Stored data
■ ■ ■

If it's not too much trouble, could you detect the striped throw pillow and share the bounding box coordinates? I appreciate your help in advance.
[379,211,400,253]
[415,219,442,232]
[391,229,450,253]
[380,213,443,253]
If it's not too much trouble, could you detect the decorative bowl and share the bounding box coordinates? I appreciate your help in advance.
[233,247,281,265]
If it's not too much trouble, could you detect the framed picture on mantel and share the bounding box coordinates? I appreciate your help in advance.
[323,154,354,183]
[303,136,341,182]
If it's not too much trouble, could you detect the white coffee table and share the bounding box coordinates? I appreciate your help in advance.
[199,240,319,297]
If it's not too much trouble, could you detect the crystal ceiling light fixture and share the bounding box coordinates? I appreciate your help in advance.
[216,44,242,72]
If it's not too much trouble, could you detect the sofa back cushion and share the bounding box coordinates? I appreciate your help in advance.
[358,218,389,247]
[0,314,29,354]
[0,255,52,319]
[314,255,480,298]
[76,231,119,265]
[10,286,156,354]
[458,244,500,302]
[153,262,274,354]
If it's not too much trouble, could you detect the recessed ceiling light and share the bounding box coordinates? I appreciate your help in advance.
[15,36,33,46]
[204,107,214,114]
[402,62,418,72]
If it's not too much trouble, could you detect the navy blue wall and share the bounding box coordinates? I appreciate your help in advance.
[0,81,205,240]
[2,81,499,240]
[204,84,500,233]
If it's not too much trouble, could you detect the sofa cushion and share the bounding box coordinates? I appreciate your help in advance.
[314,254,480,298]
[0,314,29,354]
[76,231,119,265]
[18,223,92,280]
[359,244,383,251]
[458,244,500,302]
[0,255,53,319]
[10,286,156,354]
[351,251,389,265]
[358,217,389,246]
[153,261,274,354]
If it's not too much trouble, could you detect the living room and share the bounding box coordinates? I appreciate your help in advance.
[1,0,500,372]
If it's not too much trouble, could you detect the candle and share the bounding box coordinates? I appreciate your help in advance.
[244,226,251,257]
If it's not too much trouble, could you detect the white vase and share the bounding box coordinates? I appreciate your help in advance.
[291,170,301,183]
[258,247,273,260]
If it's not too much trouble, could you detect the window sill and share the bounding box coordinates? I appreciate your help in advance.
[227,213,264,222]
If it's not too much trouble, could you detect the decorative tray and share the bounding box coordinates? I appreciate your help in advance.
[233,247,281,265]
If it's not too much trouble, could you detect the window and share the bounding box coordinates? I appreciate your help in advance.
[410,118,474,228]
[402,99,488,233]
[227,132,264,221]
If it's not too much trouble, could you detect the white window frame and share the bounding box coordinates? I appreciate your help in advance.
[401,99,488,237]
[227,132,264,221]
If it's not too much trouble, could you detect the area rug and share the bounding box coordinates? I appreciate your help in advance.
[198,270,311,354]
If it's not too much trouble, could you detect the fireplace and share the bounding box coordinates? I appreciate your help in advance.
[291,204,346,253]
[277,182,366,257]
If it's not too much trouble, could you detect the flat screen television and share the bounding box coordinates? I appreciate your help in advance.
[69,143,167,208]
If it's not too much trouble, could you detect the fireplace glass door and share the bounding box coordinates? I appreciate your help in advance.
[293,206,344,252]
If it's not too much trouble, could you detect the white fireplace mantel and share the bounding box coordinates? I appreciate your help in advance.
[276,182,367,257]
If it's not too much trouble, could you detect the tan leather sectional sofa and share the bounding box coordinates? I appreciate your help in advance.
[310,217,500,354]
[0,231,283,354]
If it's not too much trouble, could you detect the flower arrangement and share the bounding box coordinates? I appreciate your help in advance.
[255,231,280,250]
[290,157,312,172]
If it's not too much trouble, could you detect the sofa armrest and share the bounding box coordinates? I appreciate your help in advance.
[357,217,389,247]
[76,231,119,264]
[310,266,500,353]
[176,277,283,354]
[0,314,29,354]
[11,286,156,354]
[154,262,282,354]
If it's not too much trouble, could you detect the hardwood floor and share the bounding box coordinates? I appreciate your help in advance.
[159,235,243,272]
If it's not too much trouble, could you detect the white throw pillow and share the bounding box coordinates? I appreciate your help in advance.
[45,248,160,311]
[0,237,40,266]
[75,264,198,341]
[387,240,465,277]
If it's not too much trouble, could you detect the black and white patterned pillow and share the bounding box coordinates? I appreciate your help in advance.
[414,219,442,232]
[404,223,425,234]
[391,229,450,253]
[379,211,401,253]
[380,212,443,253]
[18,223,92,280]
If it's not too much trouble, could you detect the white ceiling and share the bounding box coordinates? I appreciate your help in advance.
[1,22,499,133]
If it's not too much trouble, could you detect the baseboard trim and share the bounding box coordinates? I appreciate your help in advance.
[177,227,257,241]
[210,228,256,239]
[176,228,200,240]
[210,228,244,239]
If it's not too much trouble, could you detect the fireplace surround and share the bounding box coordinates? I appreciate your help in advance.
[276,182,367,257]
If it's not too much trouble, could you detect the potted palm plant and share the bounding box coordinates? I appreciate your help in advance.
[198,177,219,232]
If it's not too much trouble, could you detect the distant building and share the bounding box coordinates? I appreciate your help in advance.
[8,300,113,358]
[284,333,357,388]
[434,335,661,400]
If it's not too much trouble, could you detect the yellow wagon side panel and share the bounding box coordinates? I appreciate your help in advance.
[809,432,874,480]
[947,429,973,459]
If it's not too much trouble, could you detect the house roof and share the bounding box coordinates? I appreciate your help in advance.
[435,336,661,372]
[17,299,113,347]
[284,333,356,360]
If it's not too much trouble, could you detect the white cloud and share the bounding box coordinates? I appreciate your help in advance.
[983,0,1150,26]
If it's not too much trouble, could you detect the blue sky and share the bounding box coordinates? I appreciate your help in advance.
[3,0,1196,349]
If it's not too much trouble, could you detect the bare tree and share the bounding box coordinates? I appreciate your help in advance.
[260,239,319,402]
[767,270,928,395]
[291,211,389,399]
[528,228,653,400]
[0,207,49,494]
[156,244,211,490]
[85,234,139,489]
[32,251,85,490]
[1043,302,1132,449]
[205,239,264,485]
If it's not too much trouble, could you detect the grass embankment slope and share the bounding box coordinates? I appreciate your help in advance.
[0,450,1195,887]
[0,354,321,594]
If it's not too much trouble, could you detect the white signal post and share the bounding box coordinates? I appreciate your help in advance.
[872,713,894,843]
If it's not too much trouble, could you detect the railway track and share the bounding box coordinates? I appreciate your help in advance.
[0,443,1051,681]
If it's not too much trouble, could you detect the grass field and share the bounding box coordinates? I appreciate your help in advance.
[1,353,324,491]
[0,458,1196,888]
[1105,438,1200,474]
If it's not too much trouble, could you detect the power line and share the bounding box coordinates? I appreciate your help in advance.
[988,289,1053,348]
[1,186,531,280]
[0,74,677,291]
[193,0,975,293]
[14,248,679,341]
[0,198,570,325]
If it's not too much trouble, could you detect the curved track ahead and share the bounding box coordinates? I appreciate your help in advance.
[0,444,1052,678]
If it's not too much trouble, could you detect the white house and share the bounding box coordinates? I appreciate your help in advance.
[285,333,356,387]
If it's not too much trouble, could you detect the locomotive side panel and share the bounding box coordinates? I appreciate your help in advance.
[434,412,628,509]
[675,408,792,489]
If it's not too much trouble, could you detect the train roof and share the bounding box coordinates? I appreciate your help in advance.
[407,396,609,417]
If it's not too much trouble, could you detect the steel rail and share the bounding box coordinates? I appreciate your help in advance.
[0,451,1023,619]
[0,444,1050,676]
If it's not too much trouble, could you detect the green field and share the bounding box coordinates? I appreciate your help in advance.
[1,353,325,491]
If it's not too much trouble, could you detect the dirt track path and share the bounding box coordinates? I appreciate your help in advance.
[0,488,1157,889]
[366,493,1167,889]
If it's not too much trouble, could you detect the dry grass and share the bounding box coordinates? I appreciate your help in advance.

■ ■ ■

◆ What is needed: Down to the last line, return the data above exactly.

◆ Result:
If it's not too much trouble, could you detect the striped throw pillow and share the bounding box coordinates? I appreciate your help in advance.
[379,211,400,253]
[415,219,442,232]
[391,229,450,253]
[380,213,443,253]
If it's not too much trouble, could you detect the decorative bowl and share the bounding box coordinates? I appreciate your help in advance.
[233,247,281,265]
If it's not too much trouble, could you detect the framed picture on mantel and share the bounding box coordinates? I appreciate your help in advance.
[323,154,354,183]
[303,136,341,182]
If it's not too much trouble, could you detect the white coffee table and share the bounding box coordinates? I appreciate your help in advance.
[199,240,319,297]
If it's not too much trouble, could you detect the crystal ceiling light fixture and share the bounding box coordinates? I appreciate your help in advance.
[216,44,242,72]
If it's not too much trouble, could you detect the sofa back cushion and share the bounding box coordinates? I appreciate your help in advance.
[358,218,389,247]
[0,314,29,354]
[0,255,52,319]
[314,255,480,298]
[76,231,119,265]
[10,286,156,354]
[458,244,500,302]
[153,262,274,354]
If it's not too much trouble, could you detect the recessed ceiling light and share the bounding box coordinates? I appreciate your help in advance.
[15,36,33,46]
[204,107,214,114]
[402,62,418,72]
If it's not too much trouble, could you detect the navy blue wall and share the bounding box coordinates? I appreciate your help in advance.
[0,81,205,240]
[2,81,499,240]
[204,84,500,233]
If it's not too much trouble, could you detect the sofa cushion and share the bounding box coordinates? I appreciate your help in advance.
[314,254,480,298]
[0,314,29,354]
[76,231,119,265]
[18,223,92,280]
[359,244,383,251]
[458,244,500,302]
[0,255,53,319]
[10,286,156,354]
[351,251,389,265]
[358,217,389,246]
[153,261,274,354]
If it's not too much trouble, could you detect the living room and share the bounding box coordinates? I appreciate your help in advance.
[1,0,500,372]
If it's not too much trouble, could you detect the candle and share the bounding box coordinates? I appreciate your help in advance.
[244,226,251,257]
If it's not too much trouble, could you detect the white vase and share the bounding box coordinates? I appreciate your help in advance.
[291,170,301,183]
[258,247,273,260]
If it's not too much trouble, could you detect the window sill and share the bounding box coordinates? I appreciate your help in advance.
[227,213,264,222]
If it's not too much trouble, could you detect the decorative tray and share the bounding box coordinates? I appreciate your help in advance.
[233,247,281,265]
If it's not too much trouble, could you detect the window and share the bounding box coordinates? I appreciate your help in advance.
[410,118,474,228]
[402,99,488,233]
[227,132,264,221]
If it's not too much trouble, could you detect the white window frame and share the bounding box coordinates? I appreciate your help in advance.
[401,99,488,237]
[227,132,264,221]
If it's not too much trouble, could you detect the area rug and share the bounding box coordinates? I appreciate your help in advance.
[198,270,311,354]
If it's not too much trouble, could you detect the fireplace and share the bounding box coordinates? I appreciate your help in advance.
[291,204,346,253]
[277,182,366,257]
If it's not too much trouble, could you detect the flat screen television and share the bounding box coordinates? I appreciate your help in advance.
[69,143,167,208]
If it's not too much trouble, could you detect the fireplace glass door and share the bounding box coordinates? I appreciate your help in advance.
[293,206,344,252]
If it's not too much trouble, could you detect the white fireplace mantel and share the bounding box coordinates? I appreciate your help in advance.
[276,182,367,257]
If it's not too much trouble, could you detect the tan leather sectional sofa and share the bounding box coordinates? I appreciate your help in advance.
[310,217,500,354]
[0,231,283,354]
If it's not too much trouble, could you detect the flower arrangement and share the bounding box coordinates? I appreciate your help in advance.
[255,231,280,250]
[290,157,312,172]
If it's not too much trouble, could you detect the sofa armrest and share the bounding box coordinates? I appreciate your help in advance.
[357,217,389,247]
[76,231,119,264]
[310,266,500,353]
[176,277,283,354]
[0,314,29,354]
[11,286,156,354]
[154,262,282,354]
If it's not too much trouble, could you detect the hardwood floor and share the bounding box coordinates? I appreciate your help in advance.
[159,235,243,272]
If it's not too much trouble, could you detect the white throw pillow and share the bounding box coordinates? I appreciate your help in advance.
[45,248,160,311]
[0,237,40,266]
[75,264,198,341]
[387,240,465,277]
If it's not too much trouble, could you detect the black and white patterned pillow and share the bounding box coordinates? I appreciate your help in advance.
[414,219,442,232]
[404,223,425,234]
[391,229,450,253]
[379,211,401,253]
[380,212,443,253]
[18,223,92,280]
If it's not too much trouble, could you detect the white ceiling and share the bounding box coordinates? I appreciate your help in advance.
[1,22,499,133]
If it's not too much trouble, could you detect the baseboard trim and share the bounding box coordinates? I appreciate your help in advance.
[177,227,257,241]
[210,228,256,239]
[176,228,200,240]
[210,228,244,239]
If it's not too much trouble, could you detect the fireplace surround and share the bounding box coordinates? I appreciate your help in advance.
[276,182,367,257]
If it's not too much trouble, could you detect the potted palm plant and share the bounding box coordinates? I appreciate your help in advance.
[198,177,219,232]
If it's not too much trouble, could you detect the distant building and share the bounding box coordinates? I appreciate your help in advance.
[8,300,113,358]
[284,333,357,388]
[434,335,661,400]
If it's not too much trouble, could you detect the yellow wagon side panel and share the bounding box coordinates? I appreciate your help in advance.
[809,432,874,480]
[947,429,973,459]
If it's not too much trouble, could you detect the house roof and share the bounding box coordinates? I appreciate your help in advance.
[435,336,661,372]
[17,299,113,347]
[284,333,356,360]
If it's not too much trouble, could you detect the white cloud and share the bounding box coordinates? I appreciate your help in advance.
[983,0,1150,26]
If it's not too much trouble, could you detect the blue sky and share the bounding box coordinates? I appreciate your help in advance.
[3,0,1196,349]
If it's not too much trouble, could you detect the bare tree and share the bounding box coordinates? I appreciate your help in advance.
[260,239,319,402]
[767,270,928,395]
[291,211,389,399]
[528,228,653,400]
[0,207,49,494]
[156,244,211,490]
[85,234,139,489]
[32,251,85,490]
[1043,302,1132,449]
[205,239,264,485]
If it's not too much trouble, could you detect the grass embankment slope and share the bounding box coordinates? I appreciate your help in advance.
[0,450,1195,887]
[0,354,321,594]
If it's not too much trouble, could you detect the white signal post and share the bounding box coordinates? I appreciate your help in advance.
[872,713,894,843]
If it's not too much trouble, could you detect the railway track and share the bounding box coordinates? I appreciate your help in advance.
[0,443,1051,681]
If it's not too much trouble, could you detect the grass field and share the bounding box coordinates? I appreciate your help in advance.
[1,353,324,491]
[0,458,1196,888]
[1105,438,1200,474]
If it's not too much trouble, could you detect the power line and share the bounding box coordinates? I appreciate your help in advance.
[988,289,1053,348]
[1,186,531,280]
[0,74,677,291]
[193,0,975,293]
[14,248,679,341]
[0,198,570,325]
If it's not too much trouble, could you detect the curved track ahead and share the bounding box coordinates? I appreciate your help in advance.
[0,444,1052,678]
If it's not too much trouble, could you detect the white house and share the bounding box coordinates? I appreciate your help in advance.
[285,333,356,387]
If it's not too much trouble, could you detect the locomotive side panel and share the bounding box coordinates? I appreciate your help in advance.
[434,412,628,509]
[675,408,792,489]
If it's not too much trouble, could you detect the train roof and share the bounding box coordinates? I appreciate your help in advance.
[407,396,609,417]
If it's not too much trouble, could you detect the steel rail and share the bounding box coordinates? I appreciate your help in advance.
[0,451,1023,619]
[0,444,1050,676]
If it's not too much trouble, could you detect the green field and share the bounding box coordinates? I appreciate your help in advance.
[1,353,325,491]
If it's not too much trouble, could you detect the dirt track path and share the bounding box coordinates? I appreciate your help in advance.
[0,488,1157,889]
[366,493,1167,889]
If it's not too much trouble, could you detect the dry grass and share the bounding box coordinates? I appreciate your help in advance.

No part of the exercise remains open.